(TO DO) Below are some records; output exactly the lines from the line with "of the sandy" to the line with "of the ocean", both ends kept, and nothing more.

(MATERIAL FOR THIS TASK)
━━━━

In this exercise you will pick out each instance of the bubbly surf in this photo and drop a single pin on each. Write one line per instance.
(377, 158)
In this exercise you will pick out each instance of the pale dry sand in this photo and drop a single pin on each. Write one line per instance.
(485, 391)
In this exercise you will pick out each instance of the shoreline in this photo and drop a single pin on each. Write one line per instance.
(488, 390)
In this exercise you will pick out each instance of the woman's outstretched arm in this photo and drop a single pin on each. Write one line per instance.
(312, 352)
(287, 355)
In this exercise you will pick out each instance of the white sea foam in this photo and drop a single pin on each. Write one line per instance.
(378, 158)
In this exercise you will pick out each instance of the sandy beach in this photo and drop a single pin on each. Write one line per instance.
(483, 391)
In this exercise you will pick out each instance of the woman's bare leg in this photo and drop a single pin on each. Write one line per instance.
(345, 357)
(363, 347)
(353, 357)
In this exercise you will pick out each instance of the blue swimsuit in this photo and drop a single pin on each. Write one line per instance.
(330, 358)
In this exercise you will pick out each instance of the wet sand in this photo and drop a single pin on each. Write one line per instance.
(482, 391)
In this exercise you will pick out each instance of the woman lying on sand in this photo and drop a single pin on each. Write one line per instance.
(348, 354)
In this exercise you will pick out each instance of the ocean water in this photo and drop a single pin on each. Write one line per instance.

━━━━

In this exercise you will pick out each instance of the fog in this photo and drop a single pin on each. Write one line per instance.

━━━━

(TASK OUTPUT)
In this exercise you will pick out each instance of the sandy beach in this photo and drop a single pin on each. Write one line per instance.
(483, 391)
In this exercise you will pick out each instance of the woman's bare leg in this photo and drop a single pin on each. Write one line per instance.
(345, 357)
(363, 347)
(353, 357)
In this exercise you will pick out each instance of the blue swimsuit in this photo and drop a single pin on each. Write one line per instance.
(330, 358)
In this exercise you will pick out each instance of the wet sand in this photo and drop a single pin on each. Write one line per instance.
(482, 391)
In this exercise you will pick out each instance of the woman lying on sand in this photo and drop a single pin on each. Write one line per instance.
(348, 354)
In this exercise you will pick out each instance of the ocean water in this photo and drop a single pin on each. Write one line per instance.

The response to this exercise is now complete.